Text extract:
* START *

Why is the Russian guy stepping on my toes? (Guest commentary)

Facts and myths about cultural intelligence and why it’s critical in Canada

So, you are living in a multi-cultural society, perhaps have friends from diverse cultures and you may even be game at times to try out different cultural cuisines. Does that make you culturally intelligent? Try your hand at this round of rapid-fire, true-false brain teasers:

• If you are in the Persian Gulf, being served sheep’s head on your plate makes you an honoured guest.

• A grasshopper is a “pest” in Canada, a “pet” in China and an “appetizer” in northern Thailand.

• In Russia, whether at pleasure or work, if a person accidentally steps on another person’s foot, it is common for the person who was stepped on to lightly step on the foot of the other in return to avoid future conflicts

• The Swiss have perfected the negative mental attitude so it works positively, by having the happy knack of seeing the downside of any situation.

If you answered true (no credit for guesswork) to all the statements above, give yourself a pat on the back. You are at least cognizant culture is like a labyrinth.

As a concept, cultural intelligence — which measures a person’s capability to function effectively in situations characterized by cultural diversity — has gained prominence only in the last six or seven years. That’s new compared to the concepts of emotional intelligence (about 20 years old) and IQ (more than 100 years old).

* END *

What to work on:
[1] In the commentary on cultural intelligence, over what span of time has cultural intelligence gained prominence as a concept?
[2] List each role the commentary on cultural intelligence gives a grasshopper, together with the place tied to that role.
The rows after this point are separate material with no connection to the commentary.

[Dataset entries]
* START *

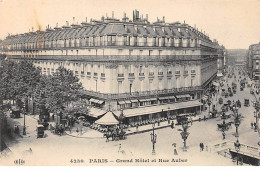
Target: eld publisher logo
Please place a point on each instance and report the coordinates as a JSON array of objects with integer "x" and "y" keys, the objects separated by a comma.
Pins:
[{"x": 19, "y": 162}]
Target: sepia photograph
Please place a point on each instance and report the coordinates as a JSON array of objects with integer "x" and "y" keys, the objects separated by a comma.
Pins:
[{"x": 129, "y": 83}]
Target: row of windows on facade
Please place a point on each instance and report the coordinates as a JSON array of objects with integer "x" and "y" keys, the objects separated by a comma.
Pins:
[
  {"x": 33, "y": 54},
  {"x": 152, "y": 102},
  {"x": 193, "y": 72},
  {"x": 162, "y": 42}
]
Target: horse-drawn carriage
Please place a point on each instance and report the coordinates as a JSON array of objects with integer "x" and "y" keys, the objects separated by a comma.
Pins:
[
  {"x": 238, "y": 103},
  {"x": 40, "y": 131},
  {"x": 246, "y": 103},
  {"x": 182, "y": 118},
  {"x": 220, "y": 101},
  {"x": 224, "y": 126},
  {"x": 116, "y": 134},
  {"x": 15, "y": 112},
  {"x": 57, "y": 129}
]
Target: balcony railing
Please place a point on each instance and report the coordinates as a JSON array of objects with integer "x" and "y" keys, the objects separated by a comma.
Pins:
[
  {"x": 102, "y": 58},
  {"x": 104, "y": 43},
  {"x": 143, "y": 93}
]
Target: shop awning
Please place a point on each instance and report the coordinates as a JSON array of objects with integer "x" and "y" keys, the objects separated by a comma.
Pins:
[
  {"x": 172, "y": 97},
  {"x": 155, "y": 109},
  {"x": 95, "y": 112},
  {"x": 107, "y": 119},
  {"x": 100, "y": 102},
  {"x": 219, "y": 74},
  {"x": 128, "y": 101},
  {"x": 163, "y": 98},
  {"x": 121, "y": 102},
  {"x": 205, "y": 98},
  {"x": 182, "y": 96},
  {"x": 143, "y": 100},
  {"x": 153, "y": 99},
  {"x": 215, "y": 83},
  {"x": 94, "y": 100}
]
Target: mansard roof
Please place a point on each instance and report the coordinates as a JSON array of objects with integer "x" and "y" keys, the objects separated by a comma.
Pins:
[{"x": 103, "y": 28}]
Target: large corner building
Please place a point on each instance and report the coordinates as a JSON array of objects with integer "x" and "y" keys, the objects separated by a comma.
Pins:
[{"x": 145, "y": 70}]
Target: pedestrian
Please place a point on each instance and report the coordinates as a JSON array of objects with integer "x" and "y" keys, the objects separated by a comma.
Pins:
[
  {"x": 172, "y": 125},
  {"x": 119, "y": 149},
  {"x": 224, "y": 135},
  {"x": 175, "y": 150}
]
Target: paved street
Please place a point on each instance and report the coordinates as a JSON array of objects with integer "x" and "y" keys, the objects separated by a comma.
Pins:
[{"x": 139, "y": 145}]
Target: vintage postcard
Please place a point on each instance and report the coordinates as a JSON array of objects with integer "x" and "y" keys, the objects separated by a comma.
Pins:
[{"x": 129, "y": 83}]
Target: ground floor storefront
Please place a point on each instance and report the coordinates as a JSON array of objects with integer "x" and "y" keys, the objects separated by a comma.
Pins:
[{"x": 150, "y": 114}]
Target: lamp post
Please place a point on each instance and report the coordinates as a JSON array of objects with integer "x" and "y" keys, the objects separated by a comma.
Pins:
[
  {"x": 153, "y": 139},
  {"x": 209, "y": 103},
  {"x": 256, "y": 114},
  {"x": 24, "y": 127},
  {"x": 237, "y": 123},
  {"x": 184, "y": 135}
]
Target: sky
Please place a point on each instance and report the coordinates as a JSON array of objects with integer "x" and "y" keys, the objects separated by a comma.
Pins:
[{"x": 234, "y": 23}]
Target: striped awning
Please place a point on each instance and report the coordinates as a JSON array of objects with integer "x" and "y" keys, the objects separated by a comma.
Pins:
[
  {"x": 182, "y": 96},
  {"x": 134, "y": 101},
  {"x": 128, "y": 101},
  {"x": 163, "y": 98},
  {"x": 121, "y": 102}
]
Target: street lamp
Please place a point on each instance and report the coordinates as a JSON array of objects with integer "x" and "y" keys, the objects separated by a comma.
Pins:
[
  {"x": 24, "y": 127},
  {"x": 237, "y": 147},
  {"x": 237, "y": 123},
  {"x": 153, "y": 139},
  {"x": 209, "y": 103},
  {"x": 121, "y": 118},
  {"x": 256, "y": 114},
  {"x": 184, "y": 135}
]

* END *

Task results:
[1] Only in the last six or seven years.

[2] A "pest" in Canada, a "pet" in China, and an "appetizer" in northern Thailand.